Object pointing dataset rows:
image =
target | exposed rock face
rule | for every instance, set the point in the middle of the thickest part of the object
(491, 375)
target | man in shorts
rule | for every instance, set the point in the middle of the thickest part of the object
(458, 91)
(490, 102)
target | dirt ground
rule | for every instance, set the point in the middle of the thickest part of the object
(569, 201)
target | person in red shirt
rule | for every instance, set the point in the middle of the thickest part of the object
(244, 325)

- Brief
Rewrite all of the entries above, swapping "thickest part" for "widest part" wherever it occurs and keeping everything else identical.

- Response to this task
image =
target | exposed rock face
rule | for every instance, set the point in the middle of the widest part of the object
(491, 375)
target | man in shorts
rule | for every instance, set the point in the middle of the widest part of the object
(458, 91)
(490, 102)
target | dirt ground
rule | for every instance, set the point in the middle of the widest part of the object
(569, 201)
target | person in red shirt
rule | for every instance, set the point in the middle of the widest part of the object
(244, 325)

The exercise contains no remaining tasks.